* [EXCERPT]:
---+---

# headlight bulbs (sizes)??



## CreepinDEEP (Mar 22, 2010)

any idea what size my brutes headlight bulbs n runnin bulbs are? I could look myself lol but don't feel like takin them apart to see if someone already has the info lol....i carry bulbs in stock so I was gonna change'm to somethin rad lol....thanks gang


----------



## Metal Man (Dec 17, 2008)

Not sure about the stock head light bulbs. But the marker lights are 194 Wedge bulbs.You can pick them up at just about any auto parts store in different colors.


----------



## Brute650i (Dec 17, 2008)

the main bulb is a kawi bulb and will not interchange with any other bulb.


----------



## CreepinDEEP (Mar 22, 2010)

so how can I put new hid style bulbs in....not hid though jus regular auto bulbs hyper white


----------



## Brute650i (Dec 17, 2008)

you'll have to mod the stock base to accept to fit them


----------



## CreepinDEEP (Mar 22, 2010)

what size hids did you go wit metal man?


----------



## Brute650i (Dec 17, 2008)

---+---

* [PROBLEMS AND TASKS]:
1. From the headlight bulb thread, copy the passage between "Not sure about" and "in different colors.", inclusive.
2. Write the next part of the headlight bulb thread, picking up after its final line.

* [RECORDED INFORMATION]:
---+---

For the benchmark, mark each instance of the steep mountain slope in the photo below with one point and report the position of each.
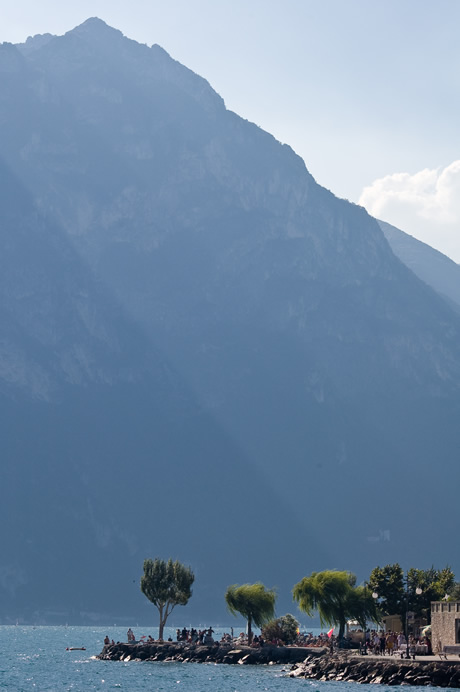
(204, 354)
(437, 270)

---+---

* [THE RESULTS]:
1.
Not sure about the stock head light bulbs. But the marker lights are 194 Wedge bulbs.You can pick them up at just about any auto parts store in different colors.

2.
I believe everyone is using H3


----------



## Metal Man (Dec 17, 2008)

Yep i used the H3 bulb. You have to drill out the stock light bulb base and glue the H3 bulb in it.


----------



## 15brute (Jan 24, 2010)

Yeah, H3's work the best. Make sure you break in the HID bulbs really good before you turn off the lights the first time. When you dont break em in good they flicker. And it sucks diggin out all that epoxy and re-doing the bulbs!


----------



## 15brute (Jan 24, 2010)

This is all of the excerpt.